*Passage to read*:
# # # # # # #

Liberal hopeful lost 'sham' Barbados trust tax case
Paul Antle appealed decision all the way to Supreme Court of Canada
A Federal Court of Appeal judge ruled in 2010 that a trust set up in the Caribbean by the wife of Liberal leadership candidate Paul Antle was a "sham" used to incorrectly shield more than $1 million from capital gains taxes.
That decision went a step further than a previous Tax Court of Canada ruling.
In 2009, Tax Court Judge Campbell Miller found that the trust was not a "sham," but dismissed Antle’s appeal of a tax ruling that went against him.
Antle appealed the matter all the way to the Supreme Court of Canada, which declined to hear the case last year.
On Friday, Antle jumped into the race for the leadership of Newfoundland and Labrador’s Liberal Party. He becomes the fifth candidate for the job.
Asked about the tax case by CBC News, Antle called the rulings unfair.
"First of all, let's just be clear — I have always paid my taxes," Antle said.

# # # # # # #

*Data provided*:
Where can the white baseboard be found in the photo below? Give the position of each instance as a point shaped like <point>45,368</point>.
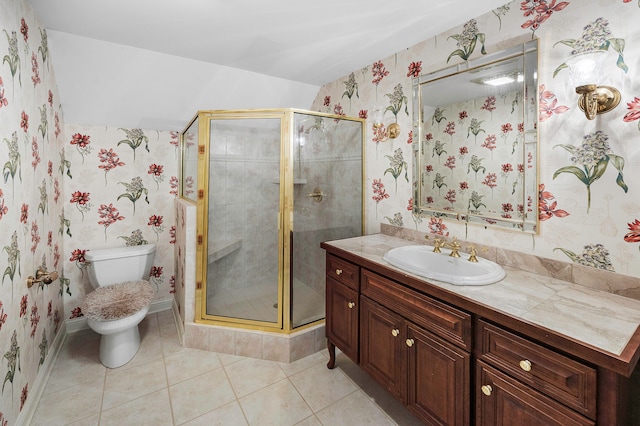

# # # # # # #

*Questions on the material*:
(A) According to the news report on the Barbados trust tax case, which court declined to hear Paul Antle's appeal?
(B) Quote the news report on the Barbados trust tax case verbatim, starting at "That decision went" and ending at "the rulings unfair.".
(C) Using the news report on the Barbados trust tax case, explain why the 2010 Federal Court of Appeal decision is said to have gone a step further than the earlier Tax Court of Canada ruling.

*Solutions in order*:
(A) The Supreme Court of Canada declined to hear the case.

(B)
That decision went a step further than a previous Tax Court of Canada ruling.
In 2009, Tax Court Judge Campbell Miller found that the trust was not a "sham," but dismissed Antle’s appeal of a tax ruling that went against him.
Antle appealed the matter all the way to the Supreme Court of Canada, which declined to hear the case last year.
On Friday, Antle jumped into the race for the leadership of Newfoundland and Labrador’s Liberal Party. He becomes the fifth candidate for the job.
Asked about the tax case by CBC News, Antle called the rulings unfair.

(C) In 2009, Tax Court Judge Campbell Miller found that the trust was not a "sham," though he dismissed Antle's appeal. In 2010, a Federal Court of Appeal judge ruled that the trust was a "sham" used to incorrectly shield more than $1 million from capital gains taxes.